Entries on locating named items:
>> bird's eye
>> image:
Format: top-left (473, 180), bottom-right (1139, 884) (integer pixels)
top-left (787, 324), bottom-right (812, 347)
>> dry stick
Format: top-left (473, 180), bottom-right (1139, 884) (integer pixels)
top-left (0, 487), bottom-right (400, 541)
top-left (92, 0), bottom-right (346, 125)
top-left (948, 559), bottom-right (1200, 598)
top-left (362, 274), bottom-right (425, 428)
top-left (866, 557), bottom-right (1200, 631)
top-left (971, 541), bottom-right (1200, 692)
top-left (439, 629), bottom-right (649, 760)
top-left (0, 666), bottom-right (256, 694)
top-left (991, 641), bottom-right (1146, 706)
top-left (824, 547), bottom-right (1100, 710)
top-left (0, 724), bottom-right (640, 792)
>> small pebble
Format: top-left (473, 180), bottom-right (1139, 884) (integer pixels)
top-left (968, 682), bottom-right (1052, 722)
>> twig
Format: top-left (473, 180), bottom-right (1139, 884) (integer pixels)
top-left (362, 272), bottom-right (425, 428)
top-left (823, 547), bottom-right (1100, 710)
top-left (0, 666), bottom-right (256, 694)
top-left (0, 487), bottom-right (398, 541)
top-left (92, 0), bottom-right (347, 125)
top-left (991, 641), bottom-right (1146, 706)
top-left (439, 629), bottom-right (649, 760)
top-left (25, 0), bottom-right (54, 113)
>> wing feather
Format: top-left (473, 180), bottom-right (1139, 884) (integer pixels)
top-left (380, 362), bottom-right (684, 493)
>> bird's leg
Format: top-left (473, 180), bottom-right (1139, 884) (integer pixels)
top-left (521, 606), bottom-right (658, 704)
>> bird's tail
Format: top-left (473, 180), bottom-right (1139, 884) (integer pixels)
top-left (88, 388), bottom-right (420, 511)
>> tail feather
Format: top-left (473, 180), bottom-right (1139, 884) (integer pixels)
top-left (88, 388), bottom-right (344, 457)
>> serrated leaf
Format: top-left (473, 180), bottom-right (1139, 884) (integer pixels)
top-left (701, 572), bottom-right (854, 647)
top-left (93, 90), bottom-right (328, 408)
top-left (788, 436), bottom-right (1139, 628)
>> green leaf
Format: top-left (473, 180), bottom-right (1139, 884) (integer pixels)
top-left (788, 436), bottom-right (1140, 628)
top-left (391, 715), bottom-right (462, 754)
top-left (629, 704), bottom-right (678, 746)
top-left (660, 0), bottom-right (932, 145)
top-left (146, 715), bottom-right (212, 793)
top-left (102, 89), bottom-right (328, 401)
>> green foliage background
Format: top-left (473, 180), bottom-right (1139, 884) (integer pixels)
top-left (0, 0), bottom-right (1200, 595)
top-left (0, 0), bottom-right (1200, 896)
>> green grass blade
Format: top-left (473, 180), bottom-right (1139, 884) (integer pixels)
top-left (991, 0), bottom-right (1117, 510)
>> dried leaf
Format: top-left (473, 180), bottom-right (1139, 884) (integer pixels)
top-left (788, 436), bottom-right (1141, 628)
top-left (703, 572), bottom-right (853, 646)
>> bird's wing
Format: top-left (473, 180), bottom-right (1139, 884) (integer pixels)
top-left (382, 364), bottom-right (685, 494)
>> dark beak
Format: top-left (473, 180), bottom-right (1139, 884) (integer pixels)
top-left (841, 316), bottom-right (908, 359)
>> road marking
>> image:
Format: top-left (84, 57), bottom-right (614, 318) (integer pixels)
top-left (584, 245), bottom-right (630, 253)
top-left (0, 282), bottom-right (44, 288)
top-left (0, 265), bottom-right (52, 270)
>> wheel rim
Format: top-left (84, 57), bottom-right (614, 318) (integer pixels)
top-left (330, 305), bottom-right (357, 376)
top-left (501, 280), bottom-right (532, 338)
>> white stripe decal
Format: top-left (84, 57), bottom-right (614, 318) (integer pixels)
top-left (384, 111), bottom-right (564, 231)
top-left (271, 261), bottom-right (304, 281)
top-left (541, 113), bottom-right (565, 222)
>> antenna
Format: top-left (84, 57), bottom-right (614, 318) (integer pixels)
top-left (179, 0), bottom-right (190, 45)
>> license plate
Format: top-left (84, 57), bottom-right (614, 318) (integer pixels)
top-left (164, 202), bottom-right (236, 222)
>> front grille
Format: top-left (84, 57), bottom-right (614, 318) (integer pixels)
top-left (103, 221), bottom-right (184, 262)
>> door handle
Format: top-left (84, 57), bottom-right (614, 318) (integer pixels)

## WHAT NEEDS TO BE DONE
Pick out each line of the material above that contains the string "bird", matching case exactly.

## REPLY
>> bird's eye
>> bird's leg
>> bird's tail
>> bird's wing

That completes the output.